EXERCISE: Leaving out the pictures, retype all the material exactly.

-----

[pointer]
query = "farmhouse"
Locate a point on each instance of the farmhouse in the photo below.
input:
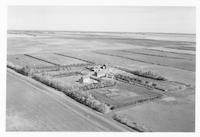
(87, 80)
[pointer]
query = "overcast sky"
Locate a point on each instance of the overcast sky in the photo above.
(105, 18)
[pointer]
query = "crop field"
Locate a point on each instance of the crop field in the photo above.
(123, 94)
(183, 48)
(158, 53)
(166, 117)
(25, 60)
(175, 63)
(93, 70)
(56, 59)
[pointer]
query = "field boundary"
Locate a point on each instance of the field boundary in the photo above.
(96, 116)
(139, 60)
(148, 54)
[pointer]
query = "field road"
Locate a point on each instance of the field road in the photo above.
(33, 107)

-----

RIGHT ANSWER:
[pointer]
query = "farmhouse"
Locate a point on each instance of the farmhouse in the photo below.
input:
(87, 80)
[pointer]
query = "overcast sky"
Locate a point on each instance of the overcast sky in the photo above.
(105, 18)
[pointer]
query = "crop field"
Locate a point on each instance of the crop field in the photo above.
(123, 94)
(183, 48)
(158, 53)
(166, 117)
(25, 60)
(175, 63)
(93, 70)
(56, 59)
[pointer]
query = "field boundary"
Locate a point on each instance of the field boundary in the photo above.
(96, 116)
(139, 60)
(148, 54)
[pointer]
query = "field road"
Locate a point on each instance of the field road in the photo above.
(33, 107)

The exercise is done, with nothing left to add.